▸ **WHAT THE TASK ASKS**: Rewrite every line of the material below as a Markdown table with two columns, Row and Text, numbering the rows and skipping blank lines. Leave the pictures out of the table.

▸ **EXERCISE MATERIAL**:
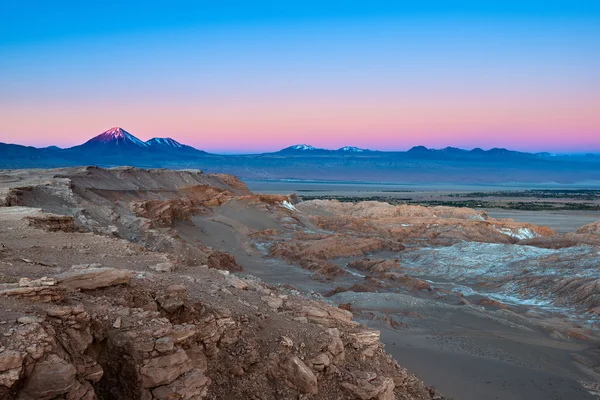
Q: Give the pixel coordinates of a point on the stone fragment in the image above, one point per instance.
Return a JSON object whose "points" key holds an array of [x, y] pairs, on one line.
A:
{"points": [[273, 302], [165, 369], [162, 267], [379, 389], [50, 378], [94, 278], [11, 364], [296, 374]]}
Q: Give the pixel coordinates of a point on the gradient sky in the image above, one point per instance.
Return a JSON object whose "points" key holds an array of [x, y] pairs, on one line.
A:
{"points": [[248, 76]]}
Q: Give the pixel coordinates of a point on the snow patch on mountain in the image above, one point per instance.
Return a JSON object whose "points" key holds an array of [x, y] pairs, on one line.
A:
{"points": [[118, 136], [302, 147], [351, 149], [164, 142]]}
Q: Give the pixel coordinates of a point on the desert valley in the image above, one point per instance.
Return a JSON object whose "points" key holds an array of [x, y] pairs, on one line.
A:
{"points": [[178, 284]]}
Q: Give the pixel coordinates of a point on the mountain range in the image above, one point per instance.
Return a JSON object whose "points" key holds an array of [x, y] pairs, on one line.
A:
{"points": [[302, 161]]}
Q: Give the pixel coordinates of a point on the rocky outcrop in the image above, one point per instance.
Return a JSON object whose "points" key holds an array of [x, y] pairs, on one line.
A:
{"points": [[53, 223], [94, 278]]}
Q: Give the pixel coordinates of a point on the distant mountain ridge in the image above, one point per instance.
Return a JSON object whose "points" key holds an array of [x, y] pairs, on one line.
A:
{"points": [[117, 147]]}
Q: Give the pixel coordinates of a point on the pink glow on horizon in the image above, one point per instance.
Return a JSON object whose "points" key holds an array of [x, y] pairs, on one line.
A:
{"points": [[543, 123]]}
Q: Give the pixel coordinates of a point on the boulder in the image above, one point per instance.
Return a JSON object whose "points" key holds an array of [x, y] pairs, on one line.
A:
{"points": [[295, 374], [165, 369], [94, 278], [379, 389], [50, 378], [11, 364]]}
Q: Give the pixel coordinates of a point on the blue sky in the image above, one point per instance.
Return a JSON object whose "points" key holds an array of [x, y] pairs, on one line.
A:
{"points": [[260, 75]]}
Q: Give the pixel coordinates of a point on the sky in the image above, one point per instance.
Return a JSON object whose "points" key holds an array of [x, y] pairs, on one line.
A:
{"points": [[250, 76]]}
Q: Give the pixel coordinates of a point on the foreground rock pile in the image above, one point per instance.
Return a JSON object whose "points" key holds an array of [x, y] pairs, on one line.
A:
{"points": [[118, 328]]}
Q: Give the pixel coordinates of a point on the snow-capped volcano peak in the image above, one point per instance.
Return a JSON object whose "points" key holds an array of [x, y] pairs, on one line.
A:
{"points": [[118, 136], [164, 142], [302, 147], [351, 149]]}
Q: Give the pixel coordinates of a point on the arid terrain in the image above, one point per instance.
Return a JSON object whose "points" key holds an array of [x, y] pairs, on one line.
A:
{"points": [[154, 284]]}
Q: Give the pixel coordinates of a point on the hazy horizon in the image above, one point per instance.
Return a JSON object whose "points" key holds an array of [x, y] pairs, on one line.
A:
{"points": [[254, 76]]}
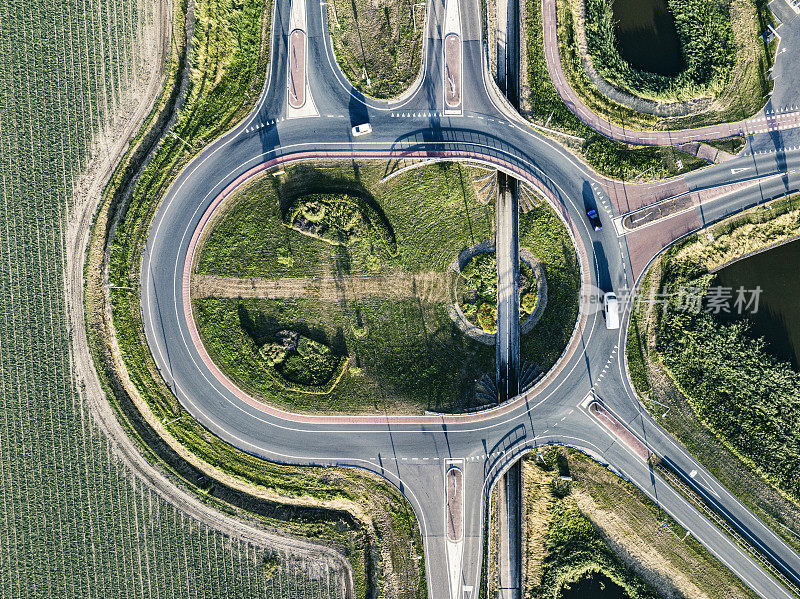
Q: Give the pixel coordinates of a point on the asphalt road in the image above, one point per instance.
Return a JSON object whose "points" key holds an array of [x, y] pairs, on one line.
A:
{"points": [[411, 451]]}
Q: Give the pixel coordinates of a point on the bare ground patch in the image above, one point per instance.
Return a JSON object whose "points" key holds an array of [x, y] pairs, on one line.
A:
{"points": [[430, 287]]}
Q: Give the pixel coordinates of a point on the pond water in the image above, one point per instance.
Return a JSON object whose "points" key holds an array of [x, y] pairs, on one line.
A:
{"points": [[646, 36], [777, 272], [594, 585]]}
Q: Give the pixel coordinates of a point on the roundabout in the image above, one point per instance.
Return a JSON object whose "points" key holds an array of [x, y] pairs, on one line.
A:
{"points": [[418, 453]]}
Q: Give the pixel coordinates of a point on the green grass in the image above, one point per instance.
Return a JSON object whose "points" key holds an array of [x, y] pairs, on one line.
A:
{"points": [[704, 31], [543, 105], [405, 352], [233, 58], [575, 549], [750, 456], [431, 210], [543, 233], [731, 145], [477, 291], [76, 522], [411, 358], [739, 94], [380, 39]]}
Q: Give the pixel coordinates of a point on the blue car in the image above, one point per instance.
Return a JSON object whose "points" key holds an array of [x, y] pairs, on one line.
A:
{"points": [[594, 218]]}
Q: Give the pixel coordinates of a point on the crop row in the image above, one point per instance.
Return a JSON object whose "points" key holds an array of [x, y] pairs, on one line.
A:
{"points": [[73, 522]]}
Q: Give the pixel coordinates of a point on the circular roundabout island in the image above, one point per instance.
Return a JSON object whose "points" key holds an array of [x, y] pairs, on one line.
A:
{"points": [[330, 287]]}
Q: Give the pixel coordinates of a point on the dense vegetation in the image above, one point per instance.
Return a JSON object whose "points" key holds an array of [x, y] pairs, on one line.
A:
{"points": [[431, 212], [75, 522], [575, 549], [744, 94], [391, 315], [704, 30], [543, 105], [405, 354], [298, 363], [747, 396], [477, 291], [726, 398], [378, 44], [340, 219]]}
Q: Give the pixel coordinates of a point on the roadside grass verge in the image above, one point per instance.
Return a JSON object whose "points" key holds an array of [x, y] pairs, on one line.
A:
{"points": [[542, 105], [543, 233], [724, 87], [378, 45], [340, 507], [598, 523], [750, 456], [432, 211]]}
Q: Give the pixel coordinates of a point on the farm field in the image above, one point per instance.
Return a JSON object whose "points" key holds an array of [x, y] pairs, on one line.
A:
{"points": [[74, 522], [382, 301]]}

▸ **FINAL RESULT**:
| Row | Text |
|---|---|
| 1 | Q: Give the pixel coordinates of a point on the stone fragment in the image above, one point per instance. |
| 2 | Return a JSON object whose "points" key holds an array of [x, y] pairs, on one line. |
| 3 | A: |
| 4 | {"points": [[273, 302], [165, 369], [162, 267], [379, 389], [50, 378], [94, 278], [11, 364], [296, 374]]} |
| 5 | Q: Give the pixel coordinates of a point on the gradient sky in the image above, one point per instance. |
| 6 | Return a JSON object whose "points" key holds an array of [x, y] pairs, on one line. |
| 7 | A: |
| 8 | {"points": [[248, 76]]} |
| 9 | Q: Give the pixel coordinates of a point on the snow patch on mountain in the image above, one point per instance. |
| 10 | Return a JSON object whose "points" key holds an array of [x, y] pairs, on one line. |
| 11 | A: |
| 12 | {"points": [[118, 136], [302, 147], [351, 149], [164, 142]]} |
| 13 | Q: Give the pixel coordinates of a point on the desert valley in the image above, one point per instance. |
| 14 | Return a JSON object whose "points" key holds an array of [x, y] pairs, on one line. |
| 15 | A: |
| 16 | {"points": [[178, 284]]} |
| 17 | Q: Give the pixel coordinates of a point on the mountain range in the image above, one point per instance. |
| 18 | Return a JSON object whose "points" key holds an array of [x, y] pairs, on one line. |
| 19 | A: |
| 20 | {"points": [[302, 161]]} |
| 21 | Q: Give the pixel coordinates of a point on the rocky outcrop in the image above, one point per instance. |
| 22 | Return a JSON object whose "points" key holds an array of [x, y] pairs, on one line. |
| 23 | A: |
| 24 | {"points": [[53, 223], [94, 278]]} |
| 25 | Q: Give the pixel coordinates of a point on the distant mountain ridge in the image above, one point per instance. |
| 26 | Return a JSON object whose "points" key holds an array of [x, y] pairs, on one line. |
| 27 | A: |
| 28 | {"points": [[117, 147]]} |
| 29 | Q: Give the pixel coordinates of a point on the pink glow on horizon in the image above, one point per instance. |
| 30 | Return a JSON object whose "points" key holds an array of [x, y] pairs, on one line. |
| 31 | A: |
| 32 | {"points": [[543, 123]]} |
| 33 | Q: Give the pixel coordinates of a point on the boulder in the image above, one point per instance. |
| 34 | Return a JSON object whose "points" key holds an array of [x, y] pairs, on one line. |
| 35 | A: |
| 36 | {"points": [[295, 374], [165, 369], [94, 278], [379, 389], [50, 378], [11, 364]]} |
| 37 | Q: Give the pixel coordinates of a point on the blue sky in the image above, one point per instance. |
| 38 | Return a JSON object whose "points" key holds an array of [x, y] pairs, on one line. |
| 39 | A: |
| 40 | {"points": [[260, 75]]} |
| 41 | Q: Give the pixel coordinates of a point on the sky in the image above, one point per instance. |
| 42 | Return a JSON object whose "points" key holds an array of [x, y] pairs, on one line. |
| 43 | A: |
| 44 | {"points": [[250, 76]]} |
| 45 | Q: Give the pixel coordinates of a point on the foreground rock pile in the image above, one point per instance. |
| 46 | Return a JSON object whose "points" key holds an array of [x, y] pairs, on one line. |
| 47 | A: |
| 48 | {"points": [[118, 328]]} |
| 49 | Q: Give the pixel coordinates of a point on the snow-capped volcano peak in the image above, one point per instance. |
| 50 | Return a JSON object whose "points" key holds an array of [x, y] pairs, on one line. |
| 51 | A: |
| 52 | {"points": [[118, 136], [164, 142], [302, 147], [351, 149]]} |
| 53 | Q: Give the pixel coordinates of a point on the arid terrain in the image above, one point per instance. |
| 54 | Return a JSON object whose "points" key holds an array of [x, y] pairs, on one line. |
| 55 | A: |
| 56 | {"points": [[154, 284]]} |
| 57 | Q: Give the pixel coordinates of a point on the hazy horizon in the image above, one point per instance. |
| 58 | Return a JSON object whose "points" key holds an array of [x, y] pairs, on one line. |
| 59 | A: |
| 60 | {"points": [[254, 76]]} |
| 61 | Q: Give the pixel coordinates of a point on the asphalt road in the image above, one point per instance. |
| 62 | Return a JSON object whose "points" key holds an array of [x, y] pairs, on one line. |
| 63 | A: |
| 64 | {"points": [[411, 451]]} |
| 65 | Q: Give the pixel coordinates of a point on the bare ground patch in the image above, one point per instance. |
| 66 | Return a JSON object whose "points" key holds an array of [x, y] pairs, on one line. |
| 67 | A: |
| 68 | {"points": [[430, 287]]} |
| 69 | Q: Give the pixel coordinates of a point on the pond water in the image above, one point per instance. |
| 70 | Return a JSON object whose "points" key holds an array of [x, y] pairs, on one line. |
| 71 | A: |
| 72 | {"points": [[646, 36], [777, 272], [594, 585]]} |
| 73 | Q: Give the pixel coordinates of a point on the roundabout in the image above, one point per instance. |
| 74 | Return a JSON object whose "points" key holds an array of [x, y] pairs, on one line. |
| 75 | A: |
| 76 | {"points": [[418, 453]]} |
| 77 | Q: Give the pixel coordinates of a point on the green grass in the image above, one point per instance. |
| 78 | Return a JSON object whose "points" key holds an array of [x, y] pairs, on one line. |
| 79 | A: |
| 80 | {"points": [[704, 31], [543, 105], [405, 352], [233, 58], [575, 549], [750, 456], [431, 210], [543, 233], [731, 145], [477, 291], [76, 522], [411, 358], [739, 94], [380, 39]]} |
| 81 | Q: Give the pixel coordinates of a point on the blue car in the image above, one point per instance. |
| 82 | Return a JSON object whose "points" key holds an array of [x, y] pairs, on one line. |
| 83 | A: |
| 84 | {"points": [[594, 218]]} |
| 85 | Q: Give the pixel coordinates of a point on the crop row in the image above, one point per instance. |
| 86 | Return a JSON object whose "points" key holds an array of [x, y] pairs, on one line. |
| 87 | A: |
| 88 | {"points": [[73, 522]]} |
| 89 | Q: Give the pixel coordinates of a point on the circular roundabout island in the image above, one point per instance. |
| 90 | Return a JSON object whose "points" key holds an array of [x, y] pairs, on one line. |
| 91 | A: |
| 92 | {"points": [[330, 287]]} |
| 93 | Q: Give the pixel coordinates of a point on the dense vegetation in the image above, one point per instance. |
| 94 | Return a JSON object whose "points" key holds an array of [x, y] pairs, on one line. |
| 95 | A: |
| 96 | {"points": [[431, 212], [75, 522], [575, 549], [744, 94], [391, 315], [704, 30], [543, 105], [405, 354], [298, 363], [747, 396], [477, 291], [726, 398], [378, 44], [340, 219]]} |
| 97 | Q: Give the pixel coordinates of a point on the roadside grass verge in the image above, one point per instance. |
| 98 | Return a JSON object whose "points" key holds an array of [x, y] pairs, on one line. |
| 99 | A: |
| 100 | {"points": [[542, 105], [543, 233], [724, 87], [378, 45], [340, 507], [598, 523], [750, 456], [432, 211]]} |
| 101 | Q: Give the pixel coordinates of a point on the farm field in the image above, one point per instance. |
| 102 | Return a JSON object whose "points" key holds an array of [x, y] pairs, on one line. |
| 103 | A: |
| 104 | {"points": [[74, 522], [382, 301]]} |